→ **Aim of the task**: Copy the lines of the rows below word for word, beginning at the line that contains "Return one point per instance of the man's leg, each" and running through the end of the rows.

Pointing and labeling entries
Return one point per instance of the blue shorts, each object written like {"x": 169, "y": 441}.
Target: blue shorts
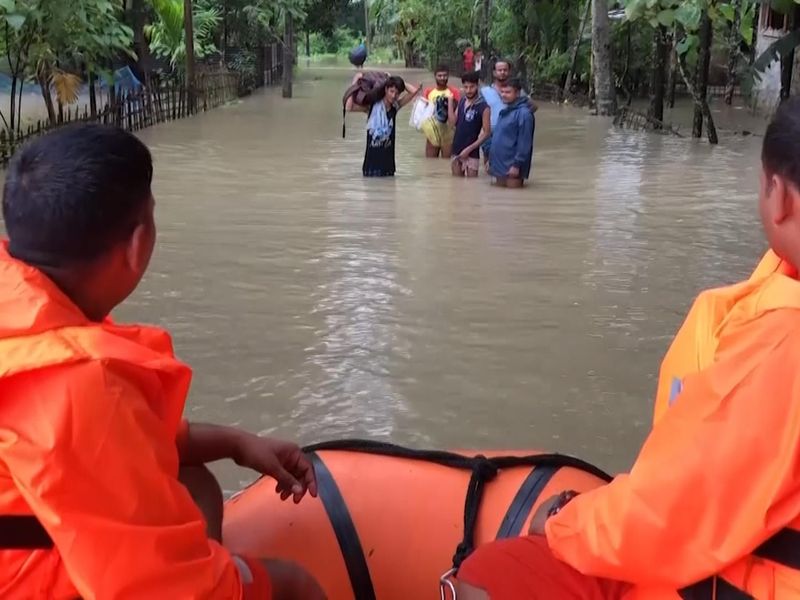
{"x": 486, "y": 147}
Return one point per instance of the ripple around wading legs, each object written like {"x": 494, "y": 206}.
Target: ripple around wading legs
{"x": 354, "y": 393}
{"x": 315, "y": 303}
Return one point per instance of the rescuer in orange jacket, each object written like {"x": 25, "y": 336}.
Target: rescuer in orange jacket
{"x": 711, "y": 507}
{"x": 101, "y": 482}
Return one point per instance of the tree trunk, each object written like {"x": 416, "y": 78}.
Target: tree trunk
{"x": 92, "y": 94}
{"x": 673, "y": 70}
{"x": 733, "y": 51}
{"x": 140, "y": 45}
{"x": 188, "y": 23}
{"x": 699, "y": 101}
{"x": 12, "y": 126}
{"x": 484, "y": 33}
{"x": 601, "y": 51}
{"x": 787, "y": 60}
{"x": 576, "y": 46}
{"x": 287, "y": 55}
{"x": 701, "y": 78}
{"x": 44, "y": 85}
{"x": 224, "y": 29}
{"x": 660, "y": 55}
{"x": 756, "y": 16}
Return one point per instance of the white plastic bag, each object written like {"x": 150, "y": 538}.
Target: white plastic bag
{"x": 421, "y": 112}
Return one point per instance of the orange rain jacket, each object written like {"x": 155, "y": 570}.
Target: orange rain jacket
{"x": 713, "y": 499}
{"x": 89, "y": 414}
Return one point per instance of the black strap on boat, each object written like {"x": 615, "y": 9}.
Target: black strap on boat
{"x": 343, "y": 527}
{"x": 713, "y": 588}
{"x": 782, "y": 548}
{"x": 23, "y": 532}
{"x": 520, "y": 508}
{"x": 483, "y": 470}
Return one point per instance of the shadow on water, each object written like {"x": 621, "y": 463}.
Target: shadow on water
{"x": 427, "y": 310}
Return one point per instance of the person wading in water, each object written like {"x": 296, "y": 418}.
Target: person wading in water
{"x": 438, "y": 130}
{"x": 379, "y": 156}
{"x": 473, "y": 127}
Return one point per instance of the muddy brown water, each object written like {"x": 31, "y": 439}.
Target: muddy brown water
{"x": 426, "y": 310}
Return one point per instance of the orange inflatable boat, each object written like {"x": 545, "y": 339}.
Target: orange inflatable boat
{"x": 389, "y": 521}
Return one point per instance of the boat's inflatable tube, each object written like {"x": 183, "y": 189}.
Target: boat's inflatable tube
{"x": 389, "y": 521}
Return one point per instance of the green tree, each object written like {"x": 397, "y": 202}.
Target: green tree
{"x": 167, "y": 34}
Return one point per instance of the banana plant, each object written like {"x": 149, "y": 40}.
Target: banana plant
{"x": 166, "y": 36}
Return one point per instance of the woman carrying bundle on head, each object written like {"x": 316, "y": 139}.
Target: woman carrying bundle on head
{"x": 381, "y": 104}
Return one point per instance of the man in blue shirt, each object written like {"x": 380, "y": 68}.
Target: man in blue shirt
{"x": 472, "y": 127}
{"x": 491, "y": 95}
{"x": 512, "y": 138}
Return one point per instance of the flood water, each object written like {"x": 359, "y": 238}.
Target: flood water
{"x": 426, "y": 310}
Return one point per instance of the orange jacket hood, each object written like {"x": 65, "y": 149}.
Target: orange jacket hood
{"x": 30, "y": 303}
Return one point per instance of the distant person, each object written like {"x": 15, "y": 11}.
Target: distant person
{"x": 512, "y": 139}
{"x": 473, "y": 127}
{"x": 358, "y": 56}
{"x": 491, "y": 94}
{"x": 381, "y": 109}
{"x": 438, "y": 130}
{"x": 469, "y": 59}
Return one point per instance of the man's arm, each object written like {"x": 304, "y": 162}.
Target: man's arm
{"x": 99, "y": 469}
{"x": 201, "y": 443}
{"x": 717, "y": 476}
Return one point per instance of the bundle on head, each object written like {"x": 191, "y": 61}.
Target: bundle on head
{"x": 365, "y": 92}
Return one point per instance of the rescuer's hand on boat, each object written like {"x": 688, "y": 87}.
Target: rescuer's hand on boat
{"x": 547, "y": 509}
{"x": 281, "y": 460}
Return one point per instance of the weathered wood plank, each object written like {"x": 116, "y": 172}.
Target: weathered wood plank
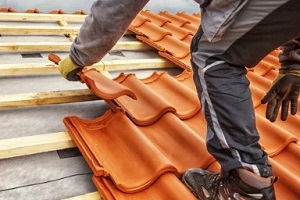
{"x": 37, "y": 30}
{"x": 110, "y": 65}
{"x": 28, "y": 145}
{"x": 45, "y": 98}
{"x": 89, "y": 196}
{"x": 64, "y": 46}
{"x": 41, "y": 17}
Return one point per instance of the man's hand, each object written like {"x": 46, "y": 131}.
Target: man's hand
{"x": 69, "y": 70}
{"x": 284, "y": 93}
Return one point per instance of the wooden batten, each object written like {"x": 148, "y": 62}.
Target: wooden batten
{"x": 110, "y": 65}
{"x": 64, "y": 46}
{"x": 45, "y": 98}
{"x": 22, "y": 146}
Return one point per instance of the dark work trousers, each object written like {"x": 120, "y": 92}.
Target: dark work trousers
{"x": 223, "y": 88}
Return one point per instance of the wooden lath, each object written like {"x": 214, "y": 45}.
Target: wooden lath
{"x": 64, "y": 46}
{"x": 37, "y": 30}
{"x": 110, "y": 65}
{"x": 41, "y": 17}
{"x": 29, "y": 145}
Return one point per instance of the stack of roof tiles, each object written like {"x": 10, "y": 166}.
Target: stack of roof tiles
{"x": 155, "y": 129}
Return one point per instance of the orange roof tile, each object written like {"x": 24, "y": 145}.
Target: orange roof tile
{"x": 143, "y": 147}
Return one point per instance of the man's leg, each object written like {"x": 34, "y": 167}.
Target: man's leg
{"x": 220, "y": 77}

→ **Solution for this task**:
Return one point per instance of the man's leg, each object written like {"x": 34, "y": 167}.
Target: man's leg
{"x": 220, "y": 77}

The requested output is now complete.